> [Exercise instructions]
Treat the line with "box: [179, 444, 265, 468]" as the starting point. Write it out and every line after it through the end of the listing below, exactly.

[Opening Source data section]

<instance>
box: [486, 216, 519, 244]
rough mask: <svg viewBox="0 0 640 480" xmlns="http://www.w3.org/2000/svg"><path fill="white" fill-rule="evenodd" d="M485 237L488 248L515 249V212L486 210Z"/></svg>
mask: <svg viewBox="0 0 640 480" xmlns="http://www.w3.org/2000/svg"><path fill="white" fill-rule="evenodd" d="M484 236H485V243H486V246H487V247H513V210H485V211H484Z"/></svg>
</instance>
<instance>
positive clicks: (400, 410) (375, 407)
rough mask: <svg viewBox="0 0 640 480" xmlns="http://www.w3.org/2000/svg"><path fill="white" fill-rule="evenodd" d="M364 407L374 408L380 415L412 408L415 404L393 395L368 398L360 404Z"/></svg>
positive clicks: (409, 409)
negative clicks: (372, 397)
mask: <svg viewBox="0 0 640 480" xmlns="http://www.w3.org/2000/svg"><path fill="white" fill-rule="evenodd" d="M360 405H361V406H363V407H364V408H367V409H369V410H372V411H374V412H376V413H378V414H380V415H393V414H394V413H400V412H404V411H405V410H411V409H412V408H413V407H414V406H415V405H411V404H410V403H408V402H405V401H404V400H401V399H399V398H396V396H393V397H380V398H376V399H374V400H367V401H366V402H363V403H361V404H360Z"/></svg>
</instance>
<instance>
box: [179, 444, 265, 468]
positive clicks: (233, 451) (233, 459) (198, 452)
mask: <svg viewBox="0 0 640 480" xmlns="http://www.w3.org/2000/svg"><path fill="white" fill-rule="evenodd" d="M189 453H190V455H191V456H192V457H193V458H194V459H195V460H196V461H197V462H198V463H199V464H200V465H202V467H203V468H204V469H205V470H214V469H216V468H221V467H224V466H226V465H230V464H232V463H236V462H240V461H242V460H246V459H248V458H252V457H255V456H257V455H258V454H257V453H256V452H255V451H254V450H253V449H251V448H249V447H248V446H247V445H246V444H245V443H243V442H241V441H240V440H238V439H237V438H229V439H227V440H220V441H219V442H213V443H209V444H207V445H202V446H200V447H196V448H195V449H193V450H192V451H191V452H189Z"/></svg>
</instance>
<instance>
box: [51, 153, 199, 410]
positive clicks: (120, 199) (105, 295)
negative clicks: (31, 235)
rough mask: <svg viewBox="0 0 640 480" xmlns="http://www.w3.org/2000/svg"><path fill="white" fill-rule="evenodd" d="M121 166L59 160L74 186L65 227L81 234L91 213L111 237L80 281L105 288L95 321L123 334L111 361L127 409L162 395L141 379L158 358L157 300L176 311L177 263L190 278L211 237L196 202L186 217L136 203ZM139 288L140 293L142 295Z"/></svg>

[Closing Source data section]

> [Your solution]
box: [179, 444, 265, 468]
positive clicks: (233, 451) (233, 459) (198, 452)
mask: <svg viewBox="0 0 640 480" xmlns="http://www.w3.org/2000/svg"><path fill="white" fill-rule="evenodd" d="M189 453H190V455H191V456H192V457H193V458H194V459H195V460H196V461H197V462H198V463H199V464H200V465H202V467H203V468H204V469H205V470H214V469H216V468H221V467H224V466H226V465H230V464H232V463H236V462H240V461H242V460H246V459H248V458H252V457H255V456H257V455H258V454H257V453H256V452H255V451H254V450H253V449H251V448H249V447H248V446H247V445H246V444H245V443H243V442H241V441H240V440H238V439H237V438H229V439H227V440H220V441H219V442H213V443H209V444H207V445H202V446H200V447H196V448H195V449H193V450H192V451H191V452H189Z"/></svg>
</instance>
<instance>
box: [51, 153, 199, 410]
positive clicks: (120, 199) (105, 295)
negative clicks: (31, 235)
rough mask: <svg viewBox="0 0 640 480" xmlns="http://www.w3.org/2000/svg"><path fill="white" fill-rule="evenodd" d="M121 166L59 160L74 186L65 227L81 234L91 213L111 237L80 281L105 288L95 321L123 334L111 361L127 409L162 395L141 379L158 358L157 300L176 311L177 263L190 278L211 237L196 202L186 217L136 203ZM139 288L140 293L142 295Z"/></svg>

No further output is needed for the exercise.